# Source material:
'''

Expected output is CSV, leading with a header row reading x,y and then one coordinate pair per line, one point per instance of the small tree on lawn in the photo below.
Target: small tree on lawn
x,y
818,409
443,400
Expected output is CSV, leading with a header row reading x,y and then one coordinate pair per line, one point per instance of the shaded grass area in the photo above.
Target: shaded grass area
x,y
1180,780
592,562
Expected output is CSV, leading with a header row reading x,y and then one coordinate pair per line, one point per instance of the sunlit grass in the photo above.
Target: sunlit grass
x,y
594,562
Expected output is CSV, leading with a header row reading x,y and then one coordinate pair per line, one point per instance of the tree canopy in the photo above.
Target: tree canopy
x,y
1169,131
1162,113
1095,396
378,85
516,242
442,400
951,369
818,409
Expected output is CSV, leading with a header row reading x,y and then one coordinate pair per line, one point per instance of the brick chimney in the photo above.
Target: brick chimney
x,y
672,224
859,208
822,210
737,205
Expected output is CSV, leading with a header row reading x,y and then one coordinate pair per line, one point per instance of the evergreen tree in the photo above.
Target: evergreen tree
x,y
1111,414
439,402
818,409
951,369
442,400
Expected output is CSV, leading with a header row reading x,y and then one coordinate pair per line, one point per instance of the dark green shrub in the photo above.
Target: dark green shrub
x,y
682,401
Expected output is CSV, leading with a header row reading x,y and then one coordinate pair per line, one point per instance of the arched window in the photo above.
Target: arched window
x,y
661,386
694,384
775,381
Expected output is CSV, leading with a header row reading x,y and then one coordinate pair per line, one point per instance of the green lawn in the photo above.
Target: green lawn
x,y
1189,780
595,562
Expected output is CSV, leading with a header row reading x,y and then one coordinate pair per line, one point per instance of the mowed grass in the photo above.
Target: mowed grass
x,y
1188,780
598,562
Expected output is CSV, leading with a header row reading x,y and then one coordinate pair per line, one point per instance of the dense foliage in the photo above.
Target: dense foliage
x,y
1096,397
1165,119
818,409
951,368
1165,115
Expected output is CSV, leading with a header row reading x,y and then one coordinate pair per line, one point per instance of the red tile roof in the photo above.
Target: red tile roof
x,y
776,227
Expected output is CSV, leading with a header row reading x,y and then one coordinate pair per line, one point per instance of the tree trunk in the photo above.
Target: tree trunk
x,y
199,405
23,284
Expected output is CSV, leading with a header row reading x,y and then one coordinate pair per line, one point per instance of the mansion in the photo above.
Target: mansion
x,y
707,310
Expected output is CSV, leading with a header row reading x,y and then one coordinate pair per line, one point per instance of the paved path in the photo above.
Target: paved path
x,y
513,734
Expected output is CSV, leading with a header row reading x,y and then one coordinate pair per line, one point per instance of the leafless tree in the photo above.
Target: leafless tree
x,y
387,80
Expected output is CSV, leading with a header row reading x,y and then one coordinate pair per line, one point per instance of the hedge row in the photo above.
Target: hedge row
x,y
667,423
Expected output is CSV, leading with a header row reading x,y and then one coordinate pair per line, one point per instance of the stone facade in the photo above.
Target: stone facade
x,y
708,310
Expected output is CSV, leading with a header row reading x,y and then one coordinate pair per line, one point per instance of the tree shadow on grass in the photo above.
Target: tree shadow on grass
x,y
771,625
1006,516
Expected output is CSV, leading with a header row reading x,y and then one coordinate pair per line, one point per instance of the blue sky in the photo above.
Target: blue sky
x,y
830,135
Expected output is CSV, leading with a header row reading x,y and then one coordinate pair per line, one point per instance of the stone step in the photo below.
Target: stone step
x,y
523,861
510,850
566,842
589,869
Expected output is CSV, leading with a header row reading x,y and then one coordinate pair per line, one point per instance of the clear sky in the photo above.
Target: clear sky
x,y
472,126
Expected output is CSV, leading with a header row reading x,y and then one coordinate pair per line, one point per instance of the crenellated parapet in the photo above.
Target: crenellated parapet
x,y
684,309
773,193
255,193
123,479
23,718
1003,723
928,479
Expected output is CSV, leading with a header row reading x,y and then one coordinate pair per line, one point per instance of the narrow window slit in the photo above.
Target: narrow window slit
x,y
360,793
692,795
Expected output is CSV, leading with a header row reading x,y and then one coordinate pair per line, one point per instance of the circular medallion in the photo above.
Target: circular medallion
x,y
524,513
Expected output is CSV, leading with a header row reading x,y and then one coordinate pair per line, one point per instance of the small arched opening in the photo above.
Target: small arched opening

'''

# Exercise objective:
Could you render every line of the material above as a numbered list, skipping any blank lines?

# Exercise solution:
1. Expected output is CSV, leading with a header row reading x,y and then one coordinate pair per line, one point per instance of the small tree on lawn in the photo below.
2. Target: small tree on lawn
3. x,y
4. 818,409
5. 443,400
6. Expected output is CSV, leading with a header row reading x,y and then one coordinate pair per line, one point per instance of the shaded grass area in the photo above.
7. Target: shaded grass area
8. x,y
9. 1180,780
10. 592,562
11. Expected output is CSV, leading with a header row reading x,y and then one coordinate pair per line, one point per instance of the sunlit grass in the photo above.
12. Target: sunlit grass
13. x,y
14. 594,562
15. Expected output is CSV, leading with a header row reading x,y and then one coordinate pair per line, one point per instance of the tree canopy in the photo above.
16. Target: tree canopy
17. x,y
18. 1169,131
19. 1162,113
20. 1095,396
21. 378,85
22. 516,242
23. 442,400
24. 951,369
25. 818,409
26. Expected output is CSV, leading with a header row reading x,y and then one coordinate pair per line, one point per instance of the brick chimney in the photo above.
27. Target: brick chimney
28. x,y
29. 672,224
30. 859,208
31. 822,210
32. 737,205
33. Expected output is CSV, leading with a header row reading x,y and then one coordinate pair per line, one point per instance of the evergreen tree in the photo above.
34. Target: evergreen tree
35. x,y
36. 1111,414
37. 439,402
38. 818,409
39. 951,369
40. 442,400
41. Expected output is CSV, leading with a header row reading x,y and then one coordinate pair per line, one point per instance of the dark green shrub in the photo above.
42. Target: dark green shrub
43. x,y
44. 682,401
45. Expected output is CSV, leading with a header row reading x,y and then one coordinate pair per line, one point per instance of the arched window in the photo above.
46. Target: arched window
47. x,y
48. 661,386
49. 694,384
50. 775,381
51. Expected output is CSV, leading with a header row reading x,y and then one coordinate pair per line, one point per instance of the green lawn in the photo above.
52. Target: green lawn
53. x,y
54. 1189,780
55. 595,562
56. Expected output is CSV, leading with a header row reading x,y and then one coordinate pair per line, one point per instance of the mowed grass in the photo above.
57. Target: mowed grass
58. x,y
59. 1188,780
60. 598,562
61. Expected output is CSV, leading with a header row reading x,y and then one coordinate pair per line, one point per instance of the dense foliage in the photo above.
62. Target: dense foliage
63. x,y
64. 1096,397
65. 1165,119
66. 818,409
67. 951,368
68. 1165,115
69. Expected output is CSV, leading with a header row reading x,y and then one coordinate pair per line, one point per instance of the red tile roof in the photo above.
70. Target: red tile roof
71. x,y
72. 776,227
73. Expected output is CSV, leading with a header row reading x,y and then one coordinate pair per line, one point per instance of the tree trunk in the photo above.
74. Target: tree trunk
75. x,y
76. 199,405
77. 23,284
78. Expected output is CSV, leading with a header row reading x,y and then one coordinate pair per line, one point per instance of the mansion in the photo above.
79. Target: mansion
80. x,y
81. 707,310
82. Expected output is CSV, leading with a header row reading x,y and then one coordinate pair per line, one point per instance of the paved path in the photo above.
83. Target: paved path
84. x,y
85. 513,734
86. Expected output is CSV, leading with a header row reading x,y and then one coordinate pair per line, one point per instance of the leafless tree in the photo above.
87. Target: leafless tree
88. x,y
89. 387,80
90. Expected output is CSV, leading with a header row reading x,y and then one coordinate pair per line, one point per instance of the hedge row in the photo above.
91. Target: hedge row
92. x,y
93. 667,423
94. Expected output is CSV, leading with a header row reading x,y and then one coordinate pair per line, one point per instance of the stone facade in the photo above.
95. Target: stone facade
96. x,y
97. 708,310
98. Expected output is CSV, leading with a header row reading x,y and then one coordinate pair per line, one point per instance of the tree shadow on grass in the photo above.
99. Target: tree shadow on grass
100. x,y
101. 771,625
102. 1006,516
103. Expected output is CSV, leading with a header row reading x,y and then one coordinate pair per line, one point per instance of the blue sky in the photo above.
104. Target: blue sky
105. x,y
106. 830,135
107. Expected output is CSV, leading with a header row reading x,y and then one coordinate pair per line, one point per instance of the stone step in the photo below.
108. Target: stone step
109. x,y
110. 523,861
111. 510,850
112. 566,842
113. 589,869
114. Expected output is CSV, leading with a header row reading x,y and then one coordinate pair per line, one point per instance of the clear sky in the photo above.
115. Target: clear sky
116. x,y
117. 472,126
118. Expected output is CSV, leading with a header row reading x,y and then one coordinate pair per line, one point per instance of the crenellated parapet in the photo above.
119. Target: crenellated parapet
120. x,y
121. 684,309
122. 773,193
123. 255,193
124. 123,479
125. 23,718
126. 1003,723
127. 928,479
128. Expected output is CSV, leading with a header row reading x,y and then one coordinate pair per line, one point per instance of the narrow window slit in the photo above.
129. Target: narrow window slit
130. x,y
131. 360,793
132. 692,795
133. Expected output is CSV, leading with a header row reading x,y and then one coordinate pair per line, one point per instance of the circular medallion in the photo above.
134. Target: circular medallion
135. x,y
136. 524,513
137. Expected output is CSV, leading with a header row reading x,y and then one coordinate pair per line, one point per instance of the small arched opening in the photo above.
138. Target: small arched opening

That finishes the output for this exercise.